• WHAT YOU HAVE TO DO: Every record below should be transcribed exactly. Omit the images.

----- INPUT ROWS

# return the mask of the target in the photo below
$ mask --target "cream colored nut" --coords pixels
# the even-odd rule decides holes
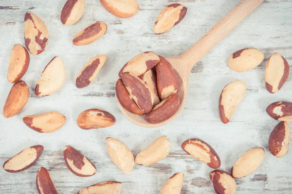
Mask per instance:
[[[39,194],[58,194],[49,171],[43,167],[38,169],[36,182]]]
[[[159,103],[160,99],[157,93],[157,83],[156,81],[156,75],[153,69],[146,71],[145,74],[139,77],[141,80],[145,83],[150,90],[151,95],[154,99],[153,106]]]
[[[219,98],[219,115],[223,123],[229,122],[246,91],[246,84],[241,81],[231,82],[223,89]]]
[[[159,57],[153,52],[146,51],[136,56],[124,65],[119,76],[123,73],[130,72],[136,76],[140,76],[152,69],[159,62]]]
[[[119,141],[108,137],[106,140],[108,153],[111,161],[122,172],[129,174],[134,168],[134,156],[130,149]]]
[[[153,164],[165,158],[171,148],[171,143],[165,135],[153,142],[136,156],[135,163],[143,166]]]
[[[74,147],[65,146],[63,154],[67,167],[75,175],[86,177],[95,174],[96,167],[94,164]]]
[[[9,160],[3,165],[3,168],[9,173],[18,173],[31,167],[41,155],[44,147],[37,145],[23,150]]]
[[[61,21],[66,25],[73,25],[82,16],[84,0],[67,0],[61,13]]]
[[[24,107],[29,97],[29,90],[23,81],[18,81],[11,88],[3,108],[3,115],[9,118]]]
[[[235,162],[231,168],[231,175],[240,178],[255,172],[264,161],[265,150],[255,147],[247,150]]]
[[[99,109],[89,109],[78,116],[77,124],[83,129],[104,128],[115,123],[115,118],[110,113]]]
[[[160,194],[180,194],[183,183],[183,173],[175,173],[163,185]]]
[[[92,43],[107,32],[107,24],[98,21],[78,32],[73,38],[74,45],[86,45]]]
[[[234,178],[222,170],[215,170],[210,173],[210,179],[217,194],[234,194],[236,183]]]
[[[170,95],[167,98],[155,106],[145,116],[145,120],[150,123],[159,123],[171,117],[180,108],[180,97],[176,94]]]
[[[281,121],[275,127],[270,135],[269,149],[273,155],[282,158],[289,148],[290,128],[285,121]]]
[[[166,99],[179,90],[179,80],[175,70],[164,58],[159,56],[160,61],[155,66],[157,74],[157,90],[162,100]]]
[[[134,16],[139,10],[136,0],[100,0],[109,12],[118,17],[128,18]]]
[[[272,54],[266,66],[265,81],[267,90],[275,93],[283,86],[289,76],[288,62],[279,53]]]
[[[121,190],[120,182],[108,181],[82,189],[77,194],[120,194]]]
[[[29,12],[24,16],[24,41],[27,48],[34,55],[41,53],[49,41],[49,31],[46,25]]]
[[[51,133],[61,128],[66,117],[57,112],[30,115],[23,117],[23,122],[30,129],[40,133]]]
[[[118,80],[116,83],[115,92],[118,100],[126,110],[135,114],[145,114],[131,97],[121,79]]]
[[[237,72],[243,72],[256,67],[262,62],[265,55],[256,48],[244,48],[232,54],[228,60],[228,66]]]
[[[131,73],[123,73],[121,77],[130,96],[138,106],[145,113],[150,112],[153,107],[154,98],[149,87]]]
[[[221,165],[218,154],[211,146],[203,141],[199,139],[190,139],[182,144],[182,148],[188,154],[211,168],[218,168]]]
[[[271,104],[266,111],[274,119],[292,121],[292,102],[280,101]]]
[[[25,48],[20,45],[15,45],[10,54],[10,61],[7,73],[7,80],[15,83],[19,80],[26,72],[29,65],[30,57]]]
[[[65,83],[65,68],[63,60],[55,56],[41,73],[40,78],[36,86],[36,95],[45,97],[56,92]]]
[[[76,87],[82,88],[94,80],[107,60],[107,55],[100,55],[91,59],[82,68],[76,79]]]
[[[172,4],[160,13],[154,24],[154,33],[160,34],[170,30],[184,17],[187,9],[181,4]]]

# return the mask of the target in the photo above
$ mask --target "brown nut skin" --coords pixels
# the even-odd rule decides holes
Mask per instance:
[[[100,0],[107,11],[120,18],[128,18],[134,16],[139,10],[136,0]]]
[[[229,122],[246,91],[246,84],[239,81],[231,82],[223,89],[219,97],[219,116],[223,123]]]
[[[290,67],[288,62],[280,54],[274,53],[269,58],[266,65],[266,88],[270,93],[278,92],[288,79]]]
[[[49,31],[44,22],[36,16],[28,12],[24,16],[24,42],[30,52],[41,53],[49,41]]]
[[[9,173],[18,173],[33,165],[44,150],[41,145],[32,146],[7,160],[3,164],[4,170]]]
[[[145,83],[150,89],[151,95],[154,99],[153,105],[158,104],[160,102],[160,99],[157,92],[157,81],[156,81],[156,72],[151,69],[146,71],[145,74],[138,77]]]
[[[171,149],[171,142],[165,135],[156,139],[136,156],[135,163],[142,166],[153,164],[164,159]]]
[[[194,158],[202,162],[210,168],[218,168],[221,165],[219,156],[206,142],[199,139],[189,139],[182,144],[182,148]]]
[[[77,194],[120,194],[121,190],[122,183],[120,182],[107,181],[82,189]]]
[[[77,124],[83,129],[91,129],[110,127],[115,121],[114,116],[110,113],[92,109],[80,113],[77,118]]]
[[[124,144],[111,137],[106,140],[108,153],[113,163],[124,173],[133,170],[135,162],[132,152]]]
[[[125,87],[121,79],[118,80],[116,83],[115,91],[118,100],[126,110],[135,114],[143,115],[145,114],[145,113],[139,108],[133,98],[130,97],[130,94]]]
[[[20,81],[11,88],[3,108],[3,115],[9,118],[18,114],[24,107],[29,97],[29,90],[26,83]]]
[[[73,25],[82,16],[84,0],[67,0],[61,13],[61,21],[65,25]]]
[[[168,5],[159,14],[154,24],[154,33],[160,34],[178,24],[184,17],[187,9],[181,4]]]
[[[236,183],[234,178],[222,170],[215,170],[210,173],[215,192],[217,194],[234,194],[236,192]]]
[[[60,113],[49,112],[23,117],[23,122],[27,127],[39,133],[51,133],[63,126],[66,117]]]
[[[159,56],[160,61],[155,66],[157,77],[157,90],[162,100],[178,92],[179,80],[175,70],[165,59]]]
[[[61,89],[65,79],[64,62],[61,58],[56,56],[48,64],[40,74],[35,93],[38,97],[52,95]]]
[[[290,141],[290,128],[285,121],[275,127],[270,135],[269,149],[277,158],[284,157],[288,152]]]
[[[20,45],[15,45],[10,54],[10,61],[7,73],[7,80],[15,83],[25,74],[30,58],[26,49]]]
[[[180,194],[183,177],[182,173],[178,172],[172,175],[163,185],[160,194]]]
[[[155,106],[145,116],[145,120],[150,123],[159,123],[173,115],[180,107],[180,97],[176,94],[170,95],[166,99]]]
[[[103,22],[95,22],[78,32],[73,38],[73,44],[82,46],[92,43],[106,33],[107,28]]]
[[[58,194],[49,171],[43,167],[38,169],[36,182],[39,194]]]
[[[228,66],[234,71],[243,72],[256,67],[265,57],[263,52],[256,48],[244,48],[232,54],[228,60]]]
[[[274,119],[292,121],[292,102],[280,101],[271,104],[266,109],[267,113]]]
[[[99,55],[87,62],[76,79],[76,87],[83,88],[89,85],[94,80],[106,60],[107,55]]]
[[[94,164],[74,147],[70,146],[65,146],[63,155],[66,164],[75,175],[87,177],[95,174],[96,167]]]
[[[231,168],[231,175],[236,178],[240,178],[250,175],[259,167],[264,157],[265,150],[262,147],[249,149],[234,163]]]
[[[149,113],[153,107],[154,99],[149,87],[131,73],[123,73],[121,77],[124,85],[136,104],[144,113]]]
[[[130,72],[139,77],[152,69],[159,62],[159,57],[151,51],[143,52],[128,62],[119,72],[119,76],[122,74]]]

----------

• FULL RESPONSE:
# return the mask of the target in the photo below
$ mask --target "cream colored nut" --coords pixels
# the even-odd rule decides holes
Mask per instance:
[[[39,194],[58,194],[49,171],[43,167],[38,169],[36,182]]]
[[[159,103],[160,99],[157,93],[157,83],[156,81],[156,75],[153,69],[146,71],[145,74],[139,77],[141,80],[145,83],[150,90],[151,95],[154,99],[153,106]]]
[[[219,98],[219,115],[223,123],[229,122],[246,91],[246,84],[241,81],[231,82],[223,89]]]
[[[159,57],[153,52],[146,51],[136,56],[124,65],[119,76],[123,73],[130,72],[136,76],[140,76],[152,69],[159,62]]]
[[[119,141],[108,137],[106,140],[108,153],[111,161],[122,172],[129,174],[134,168],[134,156],[130,149]]]
[[[153,164],[165,158],[171,148],[171,143],[165,135],[153,142],[136,156],[135,163],[143,166]]]
[[[74,147],[65,146],[63,154],[67,167],[75,175],[86,177],[95,174],[96,167],[94,164]]]
[[[9,160],[3,165],[3,168],[9,173],[18,173],[31,167],[41,155],[44,147],[37,145],[23,150]]]
[[[61,21],[66,25],[73,25],[82,16],[84,0],[67,0],[61,13]]]
[[[24,107],[29,97],[29,90],[23,81],[18,81],[11,88],[3,108],[3,115],[9,118]]]
[[[235,162],[231,168],[231,175],[240,178],[255,172],[264,161],[265,150],[255,147],[247,150]]]
[[[99,109],[89,109],[78,116],[77,124],[83,129],[104,128],[115,123],[115,118],[110,113]]]
[[[160,194],[180,194],[183,183],[183,173],[175,173],[163,185]]]
[[[92,43],[107,32],[107,24],[98,21],[78,32],[73,38],[74,45],[86,45]]]
[[[234,178],[222,170],[215,170],[210,173],[210,179],[217,194],[234,194],[236,183]]]
[[[170,95],[167,98],[155,106],[145,116],[145,120],[150,123],[159,123],[171,117],[180,108],[180,97],[176,94]]]
[[[281,121],[275,127],[270,135],[269,149],[273,155],[282,158],[289,148],[290,128],[285,121]]]
[[[166,99],[179,90],[179,80],[175,70],[164,58],[159,56],[160,61],[155,66],[157,74],[157,90],[162,100]]]
[[[134,16],[139,10],[136,0],[100,0],[109,12],[118,17],[128,18]]]
[[[272,54],[266,66],[265,81],[267,90],[275,93],[283,86],[289,76],[288,62],[279,53]]]
[[[121,190],[120,182],[108,181],[82,189],[77,194],[120,194]]]
[[[29,12],[24,16],[24,41],[27,48],[34,55],[41,53],[49,41],[49,31],[46,25]]]
[[[51,133],[61,128],[66,117],[57,112],[30,115],[23,117],[23,122],[30,129],[40,133]]]
[[[118,80],[116,83],[115,92],[118,100],[126,110],[135,114],[145,114],[131,97],[121,79]]]
[[[237,72],[243,72],[256,67],[262,62],[265,55],[256,48],[244,48],[232,54],[228,60],[228,66]]]
[[[131,73],[123,73],[121,77],[130,96],[138,106],[145,113],[150,112],[153,107],[154,98],[149,87]]]
[[[221,165],[218,154],[211,146],[203,141],[199,139],[190,139],[182,144],[182,148],[188,154],[211,168],[218,168]]]
[[[271,104],[266,111],[274,119],[292,121],[292,102],[280,101]]]
[[[25,48],[20,45],[15,45],[10,54],[10,61],[7,73],[7,80],[15,83],[19,80],[26,72],[29,65],[30,57]]]
[[[65,83],[65,68],[63,60],[55,56],[41,73],[40,78],[36,86],[36,95],[45,97],[56,92]]]
[[[76,87],[82,88],[94,80],[107,60],[107,55],[100,55],[91,59],[82,68],[76,79]]]
[[[172,4],[160,13],[154,24],[154,33],[160,34],[170,30],[184,17],[187,9],[181,4]]]

# return the mask of the target in the photo above
$ mask --target "brown nut skin" --coords pixels
# the even-odd rule decides holes
Mask per instance:
[[[100,0],[107,11],[120,18],[128,18],[134,16],[139,10],[136,0]]]
[[[229,122],[246,91],[246,84],[239,81],[231,82],[223,89],[219,97],[219,116],[223,123]]]
[[[290,67],[288,62],[280,54],[274,53],[269,58],[266,65],[266,88],[270,93],[278,92],[288,79]]]
[[[49,31],[44,22],[36,16],[28,12],[24,16],[24,42],[30,52],[41,53],[49,41]]]
[[[9,173],[18,173],[33,165],[44,150],[41,145],[32,146],[7,160],[3,164],[4,170]]]
[[[145,83],[150,89],[151,95],[154,99],[153,105],[158,104],[160,102],[160,99],[157,92],[157,81],[156,81],[156,72],[151,69],[146,71],[145,74],[138,77]]]
[[[171,149],[171,142],[165,135],[156,139],[136,156],[135,163],[142,166],[153,164],[164,159]]]
[[[194,158],[202,162],[210,168],[218,168],[221,165],[219,156],[206,142],[199,139],[189,139],[182,144],[182,148]]]
[[[77,194],[120,194],[121,190],[122,183],[120,182],[107,181],[82,189]]]
[[[77,124],[83,129],[91,129],[110,127],[115,121],[114,116],[110,113],[92,109],[80,113],[77,118]]]
[[[124,144],[111,137],[106,140],[108,153],[113,163],[124,173],[133,170],[135,162],[132,152]]]
[[[125,87],[121,79],[118,80],[116,83],[115,91],[118,100],[126,110],[135,114],[143,115],[145,114],[145,113],[139,108],[133,98],[130,97],[130,94]]]
[[[20,81],[11,88],[3,108],[3,115],[9,118],[18,114],[24,107],[29,97],[29,90],[26,83]]]
[[[73,25],[82,16],[84,0],[67,0],[61,13],[61,21],[65,25]]]
[[[168,5],[159,14],[154,24],[154,33],[160,34],[178,24],[184,17],[187,9],[181,4]]]
[[[236,183],[234,178],[222,170],[215,170],[210,173],[215,192],[217,194],[234,194],[236,192]]]
[[[60,113],[49,112],[23,117],[23,122],[27,127],[39,133],[51,133],[63,126],[66,117]]]
[[[159,56],[160,61],[155,66],[157,77],[157,90],[162,100],[178,92],[179,80],[175,70],[165,59]]]
[[[61,89],[65,79],[64,62],[61,58],[56,56],[48,64],[40,74],[35,93],[38,97],[52,95]]]
[[[290,141],[290,128],[285,121],[275,127],[270,135],[269,149],[277,158],[284,157],[288,152]]]
[[[20,45],[15,45],[10,54],[10,61],[7,73],[7,80],[15,83],[25,74],[30,58],[26,49]]]
[[[180,194],[183,177],[182,173],[178,172],[172,175],[163,185],[160,194]]]
[[[155,106],[145,116],[145,120],[150,123],[159,123],[173,115],[180,107],[180,97],[176,94],[170,95],[166,99]]]
[[[103,22],[95,22],[78,32],[73,38],[73,44],[82,46],[92,43],[106,33],[107,28]]]
[[[58,194],[49,171],[43,167],[38,169],[36,182],[39,194]]]
[[[228,66],[234,71],[243,72],[256,67],[265,57],[263,52],[256,48],[244,48],[232,54],[228,60]]]
[[[274,119],[292,121],[292,102],[280,101],[271,104],[266,109],[267,113]]]
[[[99,55],[87,62],[76,79],[76,87],[83,88],[89,85],[94,80],[106,60],[107,55]]]
[[[94,164],[74,147],[70,146],[65,146],[63,155],[66,164],[75,175],[87,177],[95,174],[96,167]]]
[[[231,168],[231,175],[236,178],[240,178],[250,175],[259,167],[264,157],[265,150],[262,147],[249,149],[234,163]]]
[[[149,113],[153,107],[154,99],[149,87],[131,73],[123,73],[121,77],[124,85],[136,104],[144,113]]]
[[[130,72],[139,77],[152,69],[159,62],[159,57],[151,51],[143,52],[128,62],[119,72],[119,76],[122,74]]]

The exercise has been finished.